Entries from a pointing dataset –
>>>>
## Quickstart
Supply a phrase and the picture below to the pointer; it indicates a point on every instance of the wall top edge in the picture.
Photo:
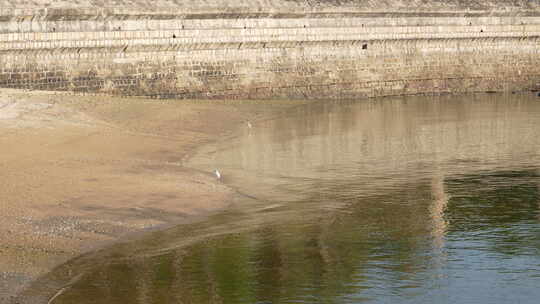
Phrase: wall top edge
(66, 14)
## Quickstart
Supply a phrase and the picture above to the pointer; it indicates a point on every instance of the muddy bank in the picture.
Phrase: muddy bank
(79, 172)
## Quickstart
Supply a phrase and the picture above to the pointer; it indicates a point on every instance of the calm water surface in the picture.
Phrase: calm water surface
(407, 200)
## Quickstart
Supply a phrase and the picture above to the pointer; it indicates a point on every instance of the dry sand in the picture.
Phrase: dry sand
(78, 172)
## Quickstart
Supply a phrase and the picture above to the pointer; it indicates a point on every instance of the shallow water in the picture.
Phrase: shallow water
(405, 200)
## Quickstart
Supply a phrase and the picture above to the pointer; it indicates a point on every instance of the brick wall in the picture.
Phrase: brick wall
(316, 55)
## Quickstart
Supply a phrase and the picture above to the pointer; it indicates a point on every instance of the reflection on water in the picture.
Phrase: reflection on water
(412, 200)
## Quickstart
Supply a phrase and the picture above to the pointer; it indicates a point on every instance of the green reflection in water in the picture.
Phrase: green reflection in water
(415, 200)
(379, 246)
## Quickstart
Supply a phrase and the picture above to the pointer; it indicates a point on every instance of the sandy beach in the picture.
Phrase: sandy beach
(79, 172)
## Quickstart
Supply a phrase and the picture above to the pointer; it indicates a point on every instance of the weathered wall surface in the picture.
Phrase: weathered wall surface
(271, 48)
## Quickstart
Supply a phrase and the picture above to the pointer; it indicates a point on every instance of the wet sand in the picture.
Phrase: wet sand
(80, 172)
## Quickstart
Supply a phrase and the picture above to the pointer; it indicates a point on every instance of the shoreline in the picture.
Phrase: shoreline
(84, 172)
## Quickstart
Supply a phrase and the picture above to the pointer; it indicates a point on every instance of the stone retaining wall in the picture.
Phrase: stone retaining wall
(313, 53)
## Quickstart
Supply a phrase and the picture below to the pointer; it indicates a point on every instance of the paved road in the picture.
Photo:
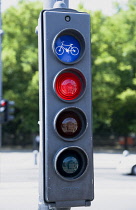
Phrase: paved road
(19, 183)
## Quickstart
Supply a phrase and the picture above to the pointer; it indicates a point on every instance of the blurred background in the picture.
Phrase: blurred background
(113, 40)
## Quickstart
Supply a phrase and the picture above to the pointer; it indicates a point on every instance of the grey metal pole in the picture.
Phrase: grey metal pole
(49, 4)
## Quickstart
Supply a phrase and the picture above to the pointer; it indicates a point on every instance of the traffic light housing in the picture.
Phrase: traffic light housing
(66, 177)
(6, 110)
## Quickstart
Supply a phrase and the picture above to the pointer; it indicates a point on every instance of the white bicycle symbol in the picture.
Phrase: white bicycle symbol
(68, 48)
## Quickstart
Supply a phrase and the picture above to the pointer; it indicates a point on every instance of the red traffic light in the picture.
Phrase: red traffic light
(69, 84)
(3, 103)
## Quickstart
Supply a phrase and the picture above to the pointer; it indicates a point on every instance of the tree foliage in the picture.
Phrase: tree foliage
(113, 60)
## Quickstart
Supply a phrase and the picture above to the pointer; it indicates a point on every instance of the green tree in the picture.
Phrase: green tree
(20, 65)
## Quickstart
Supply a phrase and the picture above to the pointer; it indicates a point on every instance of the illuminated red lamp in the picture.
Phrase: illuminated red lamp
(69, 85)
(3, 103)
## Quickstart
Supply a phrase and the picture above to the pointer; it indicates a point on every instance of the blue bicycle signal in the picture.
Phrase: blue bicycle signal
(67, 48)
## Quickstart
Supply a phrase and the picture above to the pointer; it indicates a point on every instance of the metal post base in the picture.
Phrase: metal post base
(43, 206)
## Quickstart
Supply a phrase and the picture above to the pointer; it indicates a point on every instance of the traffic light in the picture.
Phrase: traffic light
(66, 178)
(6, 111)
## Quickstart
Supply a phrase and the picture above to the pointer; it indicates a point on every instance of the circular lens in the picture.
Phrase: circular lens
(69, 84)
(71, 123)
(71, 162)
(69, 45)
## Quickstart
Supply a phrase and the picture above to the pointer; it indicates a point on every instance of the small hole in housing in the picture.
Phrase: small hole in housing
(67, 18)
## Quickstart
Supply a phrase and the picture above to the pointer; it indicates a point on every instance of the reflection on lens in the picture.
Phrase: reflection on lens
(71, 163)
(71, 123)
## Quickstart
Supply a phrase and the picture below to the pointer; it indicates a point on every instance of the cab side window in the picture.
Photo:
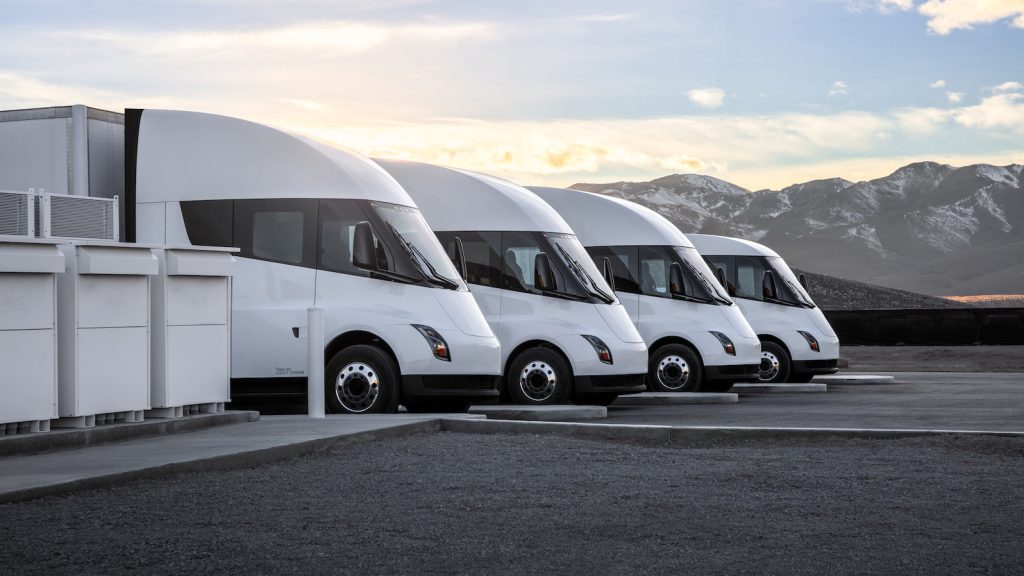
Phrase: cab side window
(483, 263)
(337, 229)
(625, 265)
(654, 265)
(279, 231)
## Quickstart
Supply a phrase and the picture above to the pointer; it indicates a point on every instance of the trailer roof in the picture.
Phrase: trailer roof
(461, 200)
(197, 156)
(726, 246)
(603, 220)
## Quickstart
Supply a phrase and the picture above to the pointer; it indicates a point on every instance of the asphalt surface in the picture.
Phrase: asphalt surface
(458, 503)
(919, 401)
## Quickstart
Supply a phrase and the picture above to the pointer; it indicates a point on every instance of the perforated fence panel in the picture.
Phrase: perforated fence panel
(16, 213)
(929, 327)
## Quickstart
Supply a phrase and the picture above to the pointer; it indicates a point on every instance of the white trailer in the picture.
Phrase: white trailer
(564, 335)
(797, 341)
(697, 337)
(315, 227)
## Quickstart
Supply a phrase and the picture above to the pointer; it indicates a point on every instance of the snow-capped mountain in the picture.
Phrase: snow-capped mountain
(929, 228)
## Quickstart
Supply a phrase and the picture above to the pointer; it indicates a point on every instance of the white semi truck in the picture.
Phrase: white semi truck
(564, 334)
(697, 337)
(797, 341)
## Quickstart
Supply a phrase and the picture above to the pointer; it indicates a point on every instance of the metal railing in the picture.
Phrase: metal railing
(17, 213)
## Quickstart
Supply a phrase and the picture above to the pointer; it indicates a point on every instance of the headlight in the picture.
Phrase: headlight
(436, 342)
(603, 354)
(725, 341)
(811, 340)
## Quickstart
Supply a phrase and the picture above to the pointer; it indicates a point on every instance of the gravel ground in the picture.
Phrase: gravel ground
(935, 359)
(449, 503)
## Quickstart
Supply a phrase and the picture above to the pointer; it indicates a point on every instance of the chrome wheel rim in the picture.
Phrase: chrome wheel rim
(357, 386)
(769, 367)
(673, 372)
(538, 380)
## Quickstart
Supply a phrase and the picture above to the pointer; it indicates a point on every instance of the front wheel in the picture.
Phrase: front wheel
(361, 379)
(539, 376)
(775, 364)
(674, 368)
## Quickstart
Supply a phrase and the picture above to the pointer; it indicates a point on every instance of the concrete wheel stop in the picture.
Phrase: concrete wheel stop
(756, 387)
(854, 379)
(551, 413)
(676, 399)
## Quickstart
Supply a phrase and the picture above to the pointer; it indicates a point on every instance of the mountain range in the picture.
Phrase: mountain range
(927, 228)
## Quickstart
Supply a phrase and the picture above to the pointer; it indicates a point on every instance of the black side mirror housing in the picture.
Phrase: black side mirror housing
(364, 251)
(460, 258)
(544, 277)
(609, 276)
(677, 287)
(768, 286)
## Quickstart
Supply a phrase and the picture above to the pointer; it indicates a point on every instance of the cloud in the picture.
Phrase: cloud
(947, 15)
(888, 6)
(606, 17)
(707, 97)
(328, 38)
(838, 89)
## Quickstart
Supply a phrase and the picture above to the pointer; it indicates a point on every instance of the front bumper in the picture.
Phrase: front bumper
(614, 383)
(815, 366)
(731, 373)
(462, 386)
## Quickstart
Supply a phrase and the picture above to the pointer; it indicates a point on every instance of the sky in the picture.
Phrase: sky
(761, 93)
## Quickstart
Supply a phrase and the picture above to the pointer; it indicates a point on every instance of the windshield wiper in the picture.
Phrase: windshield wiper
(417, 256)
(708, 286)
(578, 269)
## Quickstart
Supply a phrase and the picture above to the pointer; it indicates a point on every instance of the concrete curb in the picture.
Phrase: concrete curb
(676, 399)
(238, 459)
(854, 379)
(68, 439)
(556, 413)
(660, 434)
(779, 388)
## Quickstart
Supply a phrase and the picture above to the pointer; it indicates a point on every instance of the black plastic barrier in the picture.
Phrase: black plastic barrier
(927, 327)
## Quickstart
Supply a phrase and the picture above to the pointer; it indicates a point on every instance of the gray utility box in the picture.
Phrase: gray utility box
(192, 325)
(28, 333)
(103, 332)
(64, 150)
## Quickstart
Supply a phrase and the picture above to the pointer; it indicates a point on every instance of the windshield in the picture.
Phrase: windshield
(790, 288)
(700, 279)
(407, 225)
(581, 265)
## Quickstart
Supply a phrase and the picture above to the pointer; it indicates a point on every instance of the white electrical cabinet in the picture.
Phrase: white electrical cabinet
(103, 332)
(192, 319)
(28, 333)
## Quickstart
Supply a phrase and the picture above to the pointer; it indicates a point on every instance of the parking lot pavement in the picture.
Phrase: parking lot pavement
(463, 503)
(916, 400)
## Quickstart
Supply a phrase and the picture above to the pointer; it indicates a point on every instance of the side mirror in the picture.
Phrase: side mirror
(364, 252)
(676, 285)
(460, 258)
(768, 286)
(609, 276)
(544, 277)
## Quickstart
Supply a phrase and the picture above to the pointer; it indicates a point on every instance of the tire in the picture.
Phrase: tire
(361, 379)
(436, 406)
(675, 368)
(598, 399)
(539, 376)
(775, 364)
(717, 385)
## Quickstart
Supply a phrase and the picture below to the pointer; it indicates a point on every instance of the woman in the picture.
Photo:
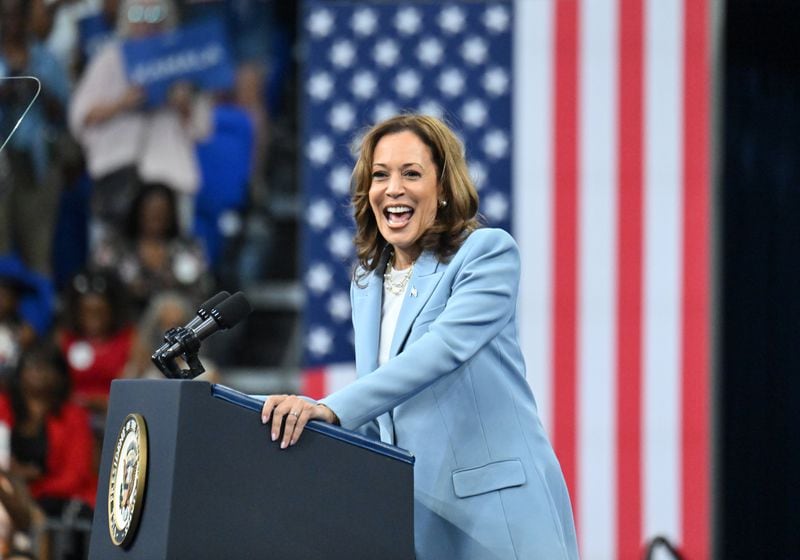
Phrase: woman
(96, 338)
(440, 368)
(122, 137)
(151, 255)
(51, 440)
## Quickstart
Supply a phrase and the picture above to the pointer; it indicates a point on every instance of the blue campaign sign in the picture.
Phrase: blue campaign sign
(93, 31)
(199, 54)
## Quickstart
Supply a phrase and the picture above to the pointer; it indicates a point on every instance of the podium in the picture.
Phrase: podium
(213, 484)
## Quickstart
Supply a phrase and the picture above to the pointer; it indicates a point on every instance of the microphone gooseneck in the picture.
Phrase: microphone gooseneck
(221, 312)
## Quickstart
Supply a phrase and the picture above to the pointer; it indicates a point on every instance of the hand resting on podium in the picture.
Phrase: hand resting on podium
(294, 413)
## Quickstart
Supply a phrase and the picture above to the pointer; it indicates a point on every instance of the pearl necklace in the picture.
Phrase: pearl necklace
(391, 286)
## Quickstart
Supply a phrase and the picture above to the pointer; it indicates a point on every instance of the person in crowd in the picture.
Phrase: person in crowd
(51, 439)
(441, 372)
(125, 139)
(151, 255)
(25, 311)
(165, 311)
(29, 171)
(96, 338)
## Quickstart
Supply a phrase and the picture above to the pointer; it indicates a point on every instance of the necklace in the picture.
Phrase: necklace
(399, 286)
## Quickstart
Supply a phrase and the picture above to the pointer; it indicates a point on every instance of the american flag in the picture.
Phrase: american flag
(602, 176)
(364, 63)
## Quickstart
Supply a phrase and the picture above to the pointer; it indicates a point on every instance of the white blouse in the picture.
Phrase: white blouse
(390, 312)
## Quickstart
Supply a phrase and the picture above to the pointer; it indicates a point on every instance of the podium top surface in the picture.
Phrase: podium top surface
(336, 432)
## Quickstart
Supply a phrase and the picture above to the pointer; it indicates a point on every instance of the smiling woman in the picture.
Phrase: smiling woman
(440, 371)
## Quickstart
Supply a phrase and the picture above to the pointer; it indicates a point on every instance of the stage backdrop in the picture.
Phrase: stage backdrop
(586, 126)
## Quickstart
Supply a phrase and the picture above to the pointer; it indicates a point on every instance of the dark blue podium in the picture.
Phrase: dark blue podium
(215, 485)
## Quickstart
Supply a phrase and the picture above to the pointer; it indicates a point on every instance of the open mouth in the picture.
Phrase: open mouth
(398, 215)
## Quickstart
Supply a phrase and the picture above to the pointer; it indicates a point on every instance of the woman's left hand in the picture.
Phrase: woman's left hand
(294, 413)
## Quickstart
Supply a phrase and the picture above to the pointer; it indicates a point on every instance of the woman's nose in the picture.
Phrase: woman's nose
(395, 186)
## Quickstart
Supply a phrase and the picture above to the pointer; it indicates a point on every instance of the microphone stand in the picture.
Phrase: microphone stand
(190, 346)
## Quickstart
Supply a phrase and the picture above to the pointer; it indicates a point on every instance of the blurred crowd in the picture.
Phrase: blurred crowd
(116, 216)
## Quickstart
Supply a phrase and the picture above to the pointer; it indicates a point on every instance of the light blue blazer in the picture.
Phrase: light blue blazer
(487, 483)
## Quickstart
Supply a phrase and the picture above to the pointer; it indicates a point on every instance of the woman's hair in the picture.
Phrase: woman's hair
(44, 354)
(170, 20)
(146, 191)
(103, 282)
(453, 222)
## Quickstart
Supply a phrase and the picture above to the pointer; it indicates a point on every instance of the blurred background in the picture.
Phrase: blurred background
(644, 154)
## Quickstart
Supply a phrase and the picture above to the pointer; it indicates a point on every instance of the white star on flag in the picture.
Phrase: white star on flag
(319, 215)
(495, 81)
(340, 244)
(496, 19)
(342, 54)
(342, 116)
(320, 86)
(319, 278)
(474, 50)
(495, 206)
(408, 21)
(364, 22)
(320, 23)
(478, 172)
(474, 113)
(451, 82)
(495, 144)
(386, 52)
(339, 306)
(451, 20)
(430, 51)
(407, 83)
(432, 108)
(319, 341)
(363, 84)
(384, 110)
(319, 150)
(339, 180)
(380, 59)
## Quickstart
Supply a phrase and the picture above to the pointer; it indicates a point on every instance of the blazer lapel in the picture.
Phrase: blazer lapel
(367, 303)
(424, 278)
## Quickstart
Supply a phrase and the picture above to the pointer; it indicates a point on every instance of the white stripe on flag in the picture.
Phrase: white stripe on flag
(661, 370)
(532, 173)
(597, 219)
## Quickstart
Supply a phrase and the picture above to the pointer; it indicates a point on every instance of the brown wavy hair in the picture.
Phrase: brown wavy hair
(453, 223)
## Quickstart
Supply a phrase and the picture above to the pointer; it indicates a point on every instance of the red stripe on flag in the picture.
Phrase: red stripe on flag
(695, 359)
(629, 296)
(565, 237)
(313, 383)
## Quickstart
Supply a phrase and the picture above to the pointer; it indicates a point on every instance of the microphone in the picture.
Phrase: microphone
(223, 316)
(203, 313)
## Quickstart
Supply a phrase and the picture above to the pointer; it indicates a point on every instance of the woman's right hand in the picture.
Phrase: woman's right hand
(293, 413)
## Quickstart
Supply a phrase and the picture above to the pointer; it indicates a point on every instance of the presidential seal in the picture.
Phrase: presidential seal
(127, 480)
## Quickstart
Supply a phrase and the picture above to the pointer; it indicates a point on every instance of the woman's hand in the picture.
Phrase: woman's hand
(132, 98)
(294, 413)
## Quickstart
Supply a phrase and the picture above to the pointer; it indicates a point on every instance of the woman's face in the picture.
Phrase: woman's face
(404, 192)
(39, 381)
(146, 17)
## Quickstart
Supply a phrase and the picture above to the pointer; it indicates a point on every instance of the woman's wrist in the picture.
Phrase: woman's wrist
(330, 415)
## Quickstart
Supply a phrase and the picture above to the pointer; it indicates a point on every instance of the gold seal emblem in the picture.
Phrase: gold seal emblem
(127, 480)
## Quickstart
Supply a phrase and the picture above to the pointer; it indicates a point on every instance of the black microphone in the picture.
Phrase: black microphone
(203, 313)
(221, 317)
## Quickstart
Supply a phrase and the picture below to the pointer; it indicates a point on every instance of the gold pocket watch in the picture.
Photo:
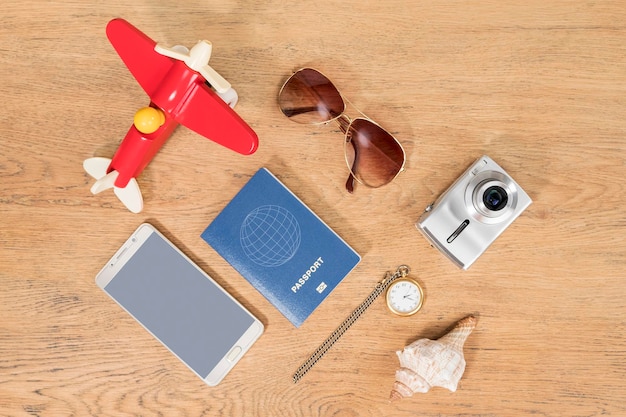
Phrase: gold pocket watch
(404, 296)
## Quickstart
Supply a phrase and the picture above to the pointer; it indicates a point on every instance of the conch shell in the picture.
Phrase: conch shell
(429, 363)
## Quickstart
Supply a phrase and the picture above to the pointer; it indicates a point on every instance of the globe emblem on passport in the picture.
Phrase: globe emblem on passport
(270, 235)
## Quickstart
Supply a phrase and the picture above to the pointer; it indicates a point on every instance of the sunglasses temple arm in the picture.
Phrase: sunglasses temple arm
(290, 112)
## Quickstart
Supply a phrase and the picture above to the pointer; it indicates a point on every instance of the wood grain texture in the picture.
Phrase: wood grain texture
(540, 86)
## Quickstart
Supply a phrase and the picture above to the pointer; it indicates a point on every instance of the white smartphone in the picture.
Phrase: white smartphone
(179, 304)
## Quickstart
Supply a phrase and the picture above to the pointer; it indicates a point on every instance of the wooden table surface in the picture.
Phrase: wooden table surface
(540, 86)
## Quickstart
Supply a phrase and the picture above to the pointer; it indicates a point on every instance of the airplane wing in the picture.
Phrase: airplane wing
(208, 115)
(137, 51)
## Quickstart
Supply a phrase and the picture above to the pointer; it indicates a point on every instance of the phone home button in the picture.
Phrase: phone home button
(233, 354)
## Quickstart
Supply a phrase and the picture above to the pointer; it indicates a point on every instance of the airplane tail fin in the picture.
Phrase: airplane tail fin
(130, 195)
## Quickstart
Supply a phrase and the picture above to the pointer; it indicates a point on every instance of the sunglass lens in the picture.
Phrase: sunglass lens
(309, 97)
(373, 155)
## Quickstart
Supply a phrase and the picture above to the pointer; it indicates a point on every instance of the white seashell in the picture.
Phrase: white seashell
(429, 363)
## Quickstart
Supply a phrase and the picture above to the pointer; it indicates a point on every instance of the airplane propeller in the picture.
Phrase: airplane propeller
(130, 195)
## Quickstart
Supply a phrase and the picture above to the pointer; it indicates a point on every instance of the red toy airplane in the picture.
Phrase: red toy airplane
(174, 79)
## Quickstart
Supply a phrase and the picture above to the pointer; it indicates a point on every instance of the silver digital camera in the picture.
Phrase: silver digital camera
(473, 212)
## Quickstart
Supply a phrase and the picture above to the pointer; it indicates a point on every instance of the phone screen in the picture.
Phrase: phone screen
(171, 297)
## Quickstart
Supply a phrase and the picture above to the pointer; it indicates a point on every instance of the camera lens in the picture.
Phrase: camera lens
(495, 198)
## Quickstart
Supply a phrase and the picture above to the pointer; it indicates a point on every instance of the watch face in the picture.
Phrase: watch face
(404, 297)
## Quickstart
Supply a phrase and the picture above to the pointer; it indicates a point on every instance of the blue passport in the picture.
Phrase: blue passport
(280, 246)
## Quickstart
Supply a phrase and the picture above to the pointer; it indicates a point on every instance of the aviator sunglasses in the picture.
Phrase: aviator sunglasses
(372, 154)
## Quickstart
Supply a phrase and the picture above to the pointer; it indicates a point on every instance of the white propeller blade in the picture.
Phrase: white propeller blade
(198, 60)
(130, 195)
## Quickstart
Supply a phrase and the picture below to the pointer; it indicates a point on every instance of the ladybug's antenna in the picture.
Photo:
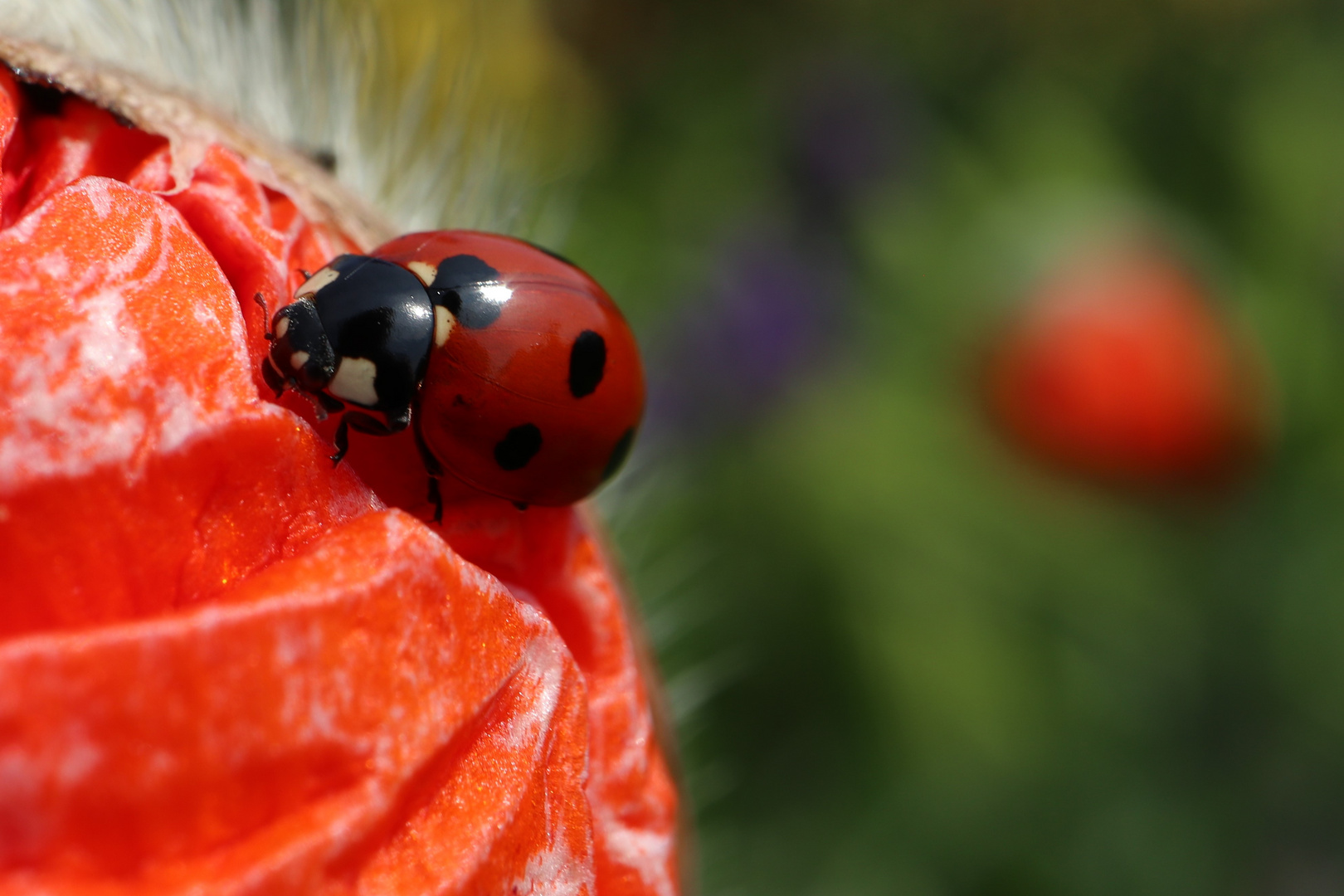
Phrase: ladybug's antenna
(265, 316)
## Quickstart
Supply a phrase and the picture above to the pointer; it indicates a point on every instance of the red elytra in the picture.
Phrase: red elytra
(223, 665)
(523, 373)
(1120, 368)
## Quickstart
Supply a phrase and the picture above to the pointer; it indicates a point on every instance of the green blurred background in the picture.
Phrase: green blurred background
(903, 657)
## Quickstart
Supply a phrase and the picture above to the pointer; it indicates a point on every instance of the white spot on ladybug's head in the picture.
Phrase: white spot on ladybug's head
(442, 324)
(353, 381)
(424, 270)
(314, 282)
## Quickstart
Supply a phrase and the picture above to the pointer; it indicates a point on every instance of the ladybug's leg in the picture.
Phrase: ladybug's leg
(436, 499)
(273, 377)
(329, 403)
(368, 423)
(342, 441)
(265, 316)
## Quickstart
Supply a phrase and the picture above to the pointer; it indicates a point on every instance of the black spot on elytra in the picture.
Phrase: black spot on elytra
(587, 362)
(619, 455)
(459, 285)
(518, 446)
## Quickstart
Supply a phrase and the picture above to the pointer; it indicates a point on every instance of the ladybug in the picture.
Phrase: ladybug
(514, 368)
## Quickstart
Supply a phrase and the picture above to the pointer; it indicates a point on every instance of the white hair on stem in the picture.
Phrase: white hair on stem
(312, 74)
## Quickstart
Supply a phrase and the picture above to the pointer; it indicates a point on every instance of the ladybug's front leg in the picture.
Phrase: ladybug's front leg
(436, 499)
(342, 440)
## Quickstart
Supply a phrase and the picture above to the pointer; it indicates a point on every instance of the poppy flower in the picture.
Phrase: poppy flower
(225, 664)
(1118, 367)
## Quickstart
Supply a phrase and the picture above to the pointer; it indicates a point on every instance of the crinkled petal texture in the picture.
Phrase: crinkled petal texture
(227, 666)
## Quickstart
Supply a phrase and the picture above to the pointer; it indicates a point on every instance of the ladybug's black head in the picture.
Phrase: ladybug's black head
<<<<
EXERCISE GOAL – Please gather every line of the listing above that contains the string "button", treating uppercase and lowercase as different.

RIGHT ANSWER –
Supply a phrase and the picture above to the pointer; it indicates a point on every instance of the phone home button in the picture.
Phrase: phone home button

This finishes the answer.